### [Exercise instructions]
Find every line in the records below that contains "coordinates", and copy it.

### [Working data]
= = = = =

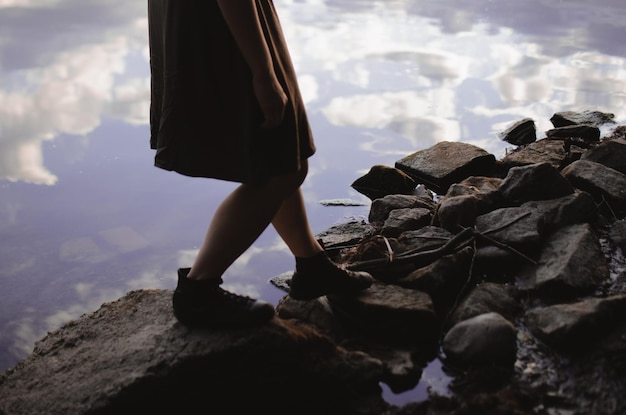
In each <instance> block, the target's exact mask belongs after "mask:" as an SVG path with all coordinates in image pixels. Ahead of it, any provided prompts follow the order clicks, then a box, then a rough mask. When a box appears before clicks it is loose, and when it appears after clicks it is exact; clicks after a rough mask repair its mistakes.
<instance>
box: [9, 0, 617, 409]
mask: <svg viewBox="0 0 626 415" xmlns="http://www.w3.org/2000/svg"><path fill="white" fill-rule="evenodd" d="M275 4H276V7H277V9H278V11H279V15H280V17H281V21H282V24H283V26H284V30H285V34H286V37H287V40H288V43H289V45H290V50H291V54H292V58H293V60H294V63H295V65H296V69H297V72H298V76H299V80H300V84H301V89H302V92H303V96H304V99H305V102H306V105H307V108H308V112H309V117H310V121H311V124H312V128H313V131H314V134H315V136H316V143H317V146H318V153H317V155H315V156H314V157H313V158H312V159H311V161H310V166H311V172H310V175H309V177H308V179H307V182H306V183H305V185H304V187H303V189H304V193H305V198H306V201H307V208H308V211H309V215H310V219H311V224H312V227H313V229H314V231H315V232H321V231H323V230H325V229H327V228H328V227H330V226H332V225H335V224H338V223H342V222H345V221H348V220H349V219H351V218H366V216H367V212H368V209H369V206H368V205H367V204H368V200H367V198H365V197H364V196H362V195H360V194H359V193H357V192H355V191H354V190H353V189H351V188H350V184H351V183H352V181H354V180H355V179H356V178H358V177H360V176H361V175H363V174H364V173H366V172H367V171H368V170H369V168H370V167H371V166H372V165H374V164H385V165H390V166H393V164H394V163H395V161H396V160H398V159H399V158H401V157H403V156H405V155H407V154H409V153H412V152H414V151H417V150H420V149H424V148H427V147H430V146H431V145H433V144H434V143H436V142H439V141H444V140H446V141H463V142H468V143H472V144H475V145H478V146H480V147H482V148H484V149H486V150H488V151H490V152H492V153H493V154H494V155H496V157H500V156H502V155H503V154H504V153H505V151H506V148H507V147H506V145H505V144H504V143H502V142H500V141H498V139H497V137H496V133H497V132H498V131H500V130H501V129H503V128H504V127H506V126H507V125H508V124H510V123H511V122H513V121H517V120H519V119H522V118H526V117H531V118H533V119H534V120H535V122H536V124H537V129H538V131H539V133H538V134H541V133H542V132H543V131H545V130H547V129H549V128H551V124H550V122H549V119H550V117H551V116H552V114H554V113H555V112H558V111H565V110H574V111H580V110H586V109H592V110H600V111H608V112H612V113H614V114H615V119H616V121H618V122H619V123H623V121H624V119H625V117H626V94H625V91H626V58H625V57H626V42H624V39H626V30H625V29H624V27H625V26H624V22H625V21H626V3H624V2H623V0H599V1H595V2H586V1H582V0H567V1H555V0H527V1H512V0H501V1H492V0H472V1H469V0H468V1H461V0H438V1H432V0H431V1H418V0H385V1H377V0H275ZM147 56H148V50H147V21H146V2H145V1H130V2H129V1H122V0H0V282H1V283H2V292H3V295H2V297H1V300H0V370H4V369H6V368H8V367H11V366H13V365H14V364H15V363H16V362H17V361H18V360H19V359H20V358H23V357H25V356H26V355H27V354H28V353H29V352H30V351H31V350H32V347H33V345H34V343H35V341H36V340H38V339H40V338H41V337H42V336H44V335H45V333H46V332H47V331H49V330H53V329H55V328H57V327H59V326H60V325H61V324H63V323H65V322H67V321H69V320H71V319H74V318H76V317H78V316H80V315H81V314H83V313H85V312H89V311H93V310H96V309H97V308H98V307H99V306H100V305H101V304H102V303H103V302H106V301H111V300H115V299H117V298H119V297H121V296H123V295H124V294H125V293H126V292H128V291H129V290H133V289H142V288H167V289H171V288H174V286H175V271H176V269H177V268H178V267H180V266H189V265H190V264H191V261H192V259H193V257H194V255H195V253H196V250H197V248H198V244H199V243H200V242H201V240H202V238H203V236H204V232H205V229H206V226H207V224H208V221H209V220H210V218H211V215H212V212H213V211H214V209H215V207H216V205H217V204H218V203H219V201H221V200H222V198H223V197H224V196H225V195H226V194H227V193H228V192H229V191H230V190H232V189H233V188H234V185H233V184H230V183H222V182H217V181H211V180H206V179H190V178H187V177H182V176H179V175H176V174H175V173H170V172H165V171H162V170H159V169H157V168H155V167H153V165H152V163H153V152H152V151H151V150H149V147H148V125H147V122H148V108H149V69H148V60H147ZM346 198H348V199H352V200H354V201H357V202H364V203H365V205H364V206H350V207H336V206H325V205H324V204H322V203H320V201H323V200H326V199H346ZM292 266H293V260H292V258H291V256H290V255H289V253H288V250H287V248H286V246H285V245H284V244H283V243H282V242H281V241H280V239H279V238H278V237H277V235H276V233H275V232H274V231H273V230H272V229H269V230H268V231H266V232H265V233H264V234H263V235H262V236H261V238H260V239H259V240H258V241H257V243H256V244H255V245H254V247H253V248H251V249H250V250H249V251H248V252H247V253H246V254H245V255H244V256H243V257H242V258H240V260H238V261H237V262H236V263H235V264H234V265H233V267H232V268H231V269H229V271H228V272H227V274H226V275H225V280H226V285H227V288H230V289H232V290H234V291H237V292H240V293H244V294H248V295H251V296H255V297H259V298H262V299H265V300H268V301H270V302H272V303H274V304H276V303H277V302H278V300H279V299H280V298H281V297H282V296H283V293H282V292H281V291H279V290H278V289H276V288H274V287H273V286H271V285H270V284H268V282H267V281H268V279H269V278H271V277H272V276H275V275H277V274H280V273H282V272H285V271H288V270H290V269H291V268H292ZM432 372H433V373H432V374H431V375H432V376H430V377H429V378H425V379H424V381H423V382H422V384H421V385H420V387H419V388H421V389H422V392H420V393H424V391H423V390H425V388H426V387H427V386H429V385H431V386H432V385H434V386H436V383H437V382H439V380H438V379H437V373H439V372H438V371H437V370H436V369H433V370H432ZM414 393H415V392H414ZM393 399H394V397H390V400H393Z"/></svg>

= = = = =

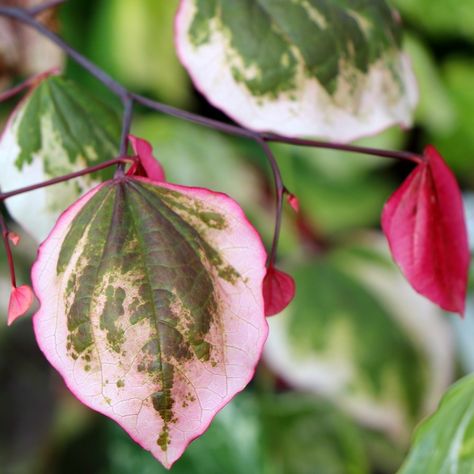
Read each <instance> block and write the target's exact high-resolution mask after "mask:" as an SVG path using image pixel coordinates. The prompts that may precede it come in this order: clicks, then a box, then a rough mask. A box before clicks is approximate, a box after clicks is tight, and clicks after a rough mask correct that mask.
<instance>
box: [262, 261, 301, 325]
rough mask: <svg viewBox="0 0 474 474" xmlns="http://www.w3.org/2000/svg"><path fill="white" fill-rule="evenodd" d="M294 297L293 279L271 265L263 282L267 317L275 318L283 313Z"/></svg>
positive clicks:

= = = = =

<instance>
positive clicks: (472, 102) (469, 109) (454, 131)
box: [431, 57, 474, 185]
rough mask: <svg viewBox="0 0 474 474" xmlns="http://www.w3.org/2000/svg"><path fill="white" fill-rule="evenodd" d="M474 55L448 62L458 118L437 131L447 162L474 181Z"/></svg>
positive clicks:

= = = = =

### [Solution]
In each <instance> block, the target's exact mask belongs after "mask:" as an SVG path with all coordinates in image pixels. Ahead of it, any provided prompts follow the order clicks, then a box, then a rough mask. When a box appears before clicks it is loose, and when it appears after clicks it is exact; clicks after a rough mask repair its mistakes.
Read each <instance> block and write the target's exact high-resolution mask after "mask:" as an SVG path using image pixel coordinates. The prompts that may precede it come in this order: clicks, then a box, then a rough mask. A box before clicks is approximate, a box after clicks is tight, and clicks after a rough mask correct that mask.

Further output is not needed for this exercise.